▶ Do this
Please quote the data word for word, from its first line up to and including the line that contains "Mark the region".

▶ Information shown

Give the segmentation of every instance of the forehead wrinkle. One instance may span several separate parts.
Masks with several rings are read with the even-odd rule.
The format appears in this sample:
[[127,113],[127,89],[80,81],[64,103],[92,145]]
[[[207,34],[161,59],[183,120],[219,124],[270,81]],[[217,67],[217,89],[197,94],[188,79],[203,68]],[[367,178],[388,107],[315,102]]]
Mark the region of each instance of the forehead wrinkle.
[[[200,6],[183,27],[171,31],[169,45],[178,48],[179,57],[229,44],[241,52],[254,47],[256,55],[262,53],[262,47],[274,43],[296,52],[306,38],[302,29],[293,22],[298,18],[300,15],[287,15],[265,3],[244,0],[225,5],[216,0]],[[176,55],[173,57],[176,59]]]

▶ Result of this task
Give the segmentation of every instance of the forehead wrinkle. One instance may span several separate parts.
Masks with several rings are read with the even-odd rule.
The format appears in this sample:
[[127,113],[127,89],[80,81],[64,103],[92,145]]
[[[207,34],[161,59],[183,120],[219,124],[270,81]],[[217,67],[217,89],[197,94],[188,79],[203,68]],[[367,178],[388,107],[315,102]]]
Mark the region of each instance of the forehead wrinkle.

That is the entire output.